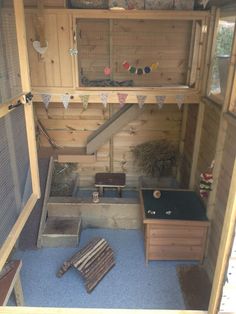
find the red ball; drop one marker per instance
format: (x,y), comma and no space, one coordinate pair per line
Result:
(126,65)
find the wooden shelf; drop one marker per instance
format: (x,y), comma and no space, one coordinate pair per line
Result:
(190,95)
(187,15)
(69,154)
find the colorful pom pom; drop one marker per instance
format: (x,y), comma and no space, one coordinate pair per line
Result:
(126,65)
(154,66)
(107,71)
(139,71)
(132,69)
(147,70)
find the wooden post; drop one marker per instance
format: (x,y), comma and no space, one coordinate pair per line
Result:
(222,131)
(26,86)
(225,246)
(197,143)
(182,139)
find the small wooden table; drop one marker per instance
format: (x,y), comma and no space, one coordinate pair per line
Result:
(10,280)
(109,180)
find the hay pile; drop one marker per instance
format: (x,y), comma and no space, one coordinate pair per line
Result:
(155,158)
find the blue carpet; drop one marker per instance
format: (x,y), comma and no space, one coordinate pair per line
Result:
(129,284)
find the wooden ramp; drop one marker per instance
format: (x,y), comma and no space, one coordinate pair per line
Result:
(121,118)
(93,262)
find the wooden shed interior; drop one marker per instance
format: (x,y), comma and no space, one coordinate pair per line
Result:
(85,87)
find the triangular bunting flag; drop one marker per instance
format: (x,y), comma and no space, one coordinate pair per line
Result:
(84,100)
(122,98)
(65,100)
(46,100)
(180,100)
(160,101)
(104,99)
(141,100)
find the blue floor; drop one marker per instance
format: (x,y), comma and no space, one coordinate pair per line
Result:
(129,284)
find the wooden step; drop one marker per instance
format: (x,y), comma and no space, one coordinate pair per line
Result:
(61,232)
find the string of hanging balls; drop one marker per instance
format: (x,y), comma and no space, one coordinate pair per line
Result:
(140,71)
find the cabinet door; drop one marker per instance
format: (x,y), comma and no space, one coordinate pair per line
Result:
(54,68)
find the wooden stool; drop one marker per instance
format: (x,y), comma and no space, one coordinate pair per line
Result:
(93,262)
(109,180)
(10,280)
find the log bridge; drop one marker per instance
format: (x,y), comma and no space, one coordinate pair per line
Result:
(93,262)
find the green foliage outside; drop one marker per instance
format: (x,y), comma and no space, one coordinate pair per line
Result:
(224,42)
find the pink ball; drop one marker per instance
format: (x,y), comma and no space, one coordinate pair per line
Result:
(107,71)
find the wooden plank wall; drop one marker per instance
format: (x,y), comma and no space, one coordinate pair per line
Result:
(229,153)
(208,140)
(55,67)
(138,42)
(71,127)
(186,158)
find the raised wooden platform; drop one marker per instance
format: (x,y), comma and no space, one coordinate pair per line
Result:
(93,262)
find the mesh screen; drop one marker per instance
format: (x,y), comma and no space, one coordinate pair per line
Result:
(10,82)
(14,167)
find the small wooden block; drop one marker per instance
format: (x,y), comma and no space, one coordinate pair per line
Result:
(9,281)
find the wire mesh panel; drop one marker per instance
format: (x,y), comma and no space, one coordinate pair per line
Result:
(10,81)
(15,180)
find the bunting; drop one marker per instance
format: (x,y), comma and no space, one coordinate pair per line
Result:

---

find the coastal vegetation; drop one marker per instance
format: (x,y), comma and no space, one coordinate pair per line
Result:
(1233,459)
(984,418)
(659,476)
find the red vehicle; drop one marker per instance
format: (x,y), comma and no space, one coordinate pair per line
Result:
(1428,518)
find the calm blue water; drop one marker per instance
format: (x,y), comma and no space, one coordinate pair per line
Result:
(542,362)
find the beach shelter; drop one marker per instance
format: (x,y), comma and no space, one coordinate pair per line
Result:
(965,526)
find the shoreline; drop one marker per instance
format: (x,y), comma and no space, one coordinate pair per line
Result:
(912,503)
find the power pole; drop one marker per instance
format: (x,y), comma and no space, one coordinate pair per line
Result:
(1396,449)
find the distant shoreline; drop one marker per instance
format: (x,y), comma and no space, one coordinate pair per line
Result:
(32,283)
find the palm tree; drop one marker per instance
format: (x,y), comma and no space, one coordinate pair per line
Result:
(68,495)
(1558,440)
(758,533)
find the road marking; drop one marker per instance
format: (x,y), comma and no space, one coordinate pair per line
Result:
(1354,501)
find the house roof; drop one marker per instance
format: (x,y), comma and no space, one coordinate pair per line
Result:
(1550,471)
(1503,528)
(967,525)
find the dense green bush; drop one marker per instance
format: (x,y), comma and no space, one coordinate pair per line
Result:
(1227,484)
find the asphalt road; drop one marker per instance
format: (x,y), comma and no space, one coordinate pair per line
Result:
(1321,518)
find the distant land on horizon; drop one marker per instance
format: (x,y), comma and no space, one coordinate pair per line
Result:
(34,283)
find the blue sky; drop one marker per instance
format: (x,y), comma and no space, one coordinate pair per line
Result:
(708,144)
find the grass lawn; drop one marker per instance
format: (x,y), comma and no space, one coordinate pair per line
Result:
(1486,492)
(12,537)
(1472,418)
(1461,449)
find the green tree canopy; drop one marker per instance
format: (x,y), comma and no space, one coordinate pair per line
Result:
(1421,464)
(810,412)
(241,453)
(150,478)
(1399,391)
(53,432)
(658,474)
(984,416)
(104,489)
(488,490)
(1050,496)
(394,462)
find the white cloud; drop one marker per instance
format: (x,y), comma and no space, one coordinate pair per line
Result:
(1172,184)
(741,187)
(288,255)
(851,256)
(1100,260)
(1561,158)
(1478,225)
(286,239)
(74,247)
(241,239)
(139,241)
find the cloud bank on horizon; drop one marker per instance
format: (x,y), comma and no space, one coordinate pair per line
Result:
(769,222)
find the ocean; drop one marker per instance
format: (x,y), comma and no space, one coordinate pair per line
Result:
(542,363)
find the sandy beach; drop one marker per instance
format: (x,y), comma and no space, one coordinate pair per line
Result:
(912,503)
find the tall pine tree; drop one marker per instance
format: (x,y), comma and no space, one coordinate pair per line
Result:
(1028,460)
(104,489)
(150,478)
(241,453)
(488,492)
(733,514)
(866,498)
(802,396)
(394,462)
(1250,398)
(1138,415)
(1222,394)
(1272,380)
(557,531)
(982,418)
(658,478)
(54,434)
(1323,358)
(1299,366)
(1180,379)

(What is required)
Scan the entries above for the word "beach", then copy every line in which it occurs.

(Output of the task)
find the beach shelter; drop one marker per instance
find the sandy beach; drop one marker per instance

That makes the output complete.